### Exercise passage
Judith Lok is a tenured associate professor of mathematics and statistics at Boston University. Her research focuses on causal inference methods and their applications, including HIV/AIDS, bacterial infections, and maternal-and-child health. For example, in causal mediation analysis, she has introduced “organic” direct and indirect effects, an intervention-based approach that eliminates the need to be able to “set” mediators to specific values. Moreover, she has developed Learn-As-you-GO (LAGO) clinical trial designs, wherein the intervention package composition changes as earlier-stage outcomes become available. She has also contributed to other causal inference methods, including inverse probability of censoring/treatment weighting and structural nested models.
At Radcliffe, Judith Lok is writing “Causal Inference: A Statistics Playground,” a textbook designed for students and statisticians within and outside academia who work or intend to work in causal inference. Causal inference methods seek to address questions like “what would happen if” through data analysis. This textbook will primarily concentrate on non-randomized data, which are abundant. Estimating treatment effects from non-randomized data is challenging due to confounding by indication: when comparing treated and untreated individuals/units, differences arise not only from the treatment but also from pretreatment differences between the treated and untreated groups. Causal inference offers methods to overcome confounding by indication and other biases, allowing for the estimation of treatment effects from non-randomized data.
Judith Lok holds a PhD in mathematical statistics from the Vrije Universiteit Amsterdam. Before joining Boston University, she was a faculty member in Harvard University’s Department of Biostatistics for 13 years.

### Work instruction
According to the profile of Judith Lok, how many years was she a faculty member in Harvard University's Department of Biostatistics before joining Boston University?

### Dataset records
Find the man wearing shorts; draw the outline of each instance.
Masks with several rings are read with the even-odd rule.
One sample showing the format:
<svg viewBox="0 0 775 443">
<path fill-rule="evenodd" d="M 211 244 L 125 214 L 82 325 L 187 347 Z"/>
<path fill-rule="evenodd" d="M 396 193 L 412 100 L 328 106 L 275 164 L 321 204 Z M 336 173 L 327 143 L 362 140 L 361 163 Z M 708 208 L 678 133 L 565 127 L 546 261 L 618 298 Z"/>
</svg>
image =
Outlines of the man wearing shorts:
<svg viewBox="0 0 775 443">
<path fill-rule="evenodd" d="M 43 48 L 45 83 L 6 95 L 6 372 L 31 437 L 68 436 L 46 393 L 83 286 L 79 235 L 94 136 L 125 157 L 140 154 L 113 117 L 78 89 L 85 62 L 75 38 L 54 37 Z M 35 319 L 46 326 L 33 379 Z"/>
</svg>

### Output of the exercise
13 years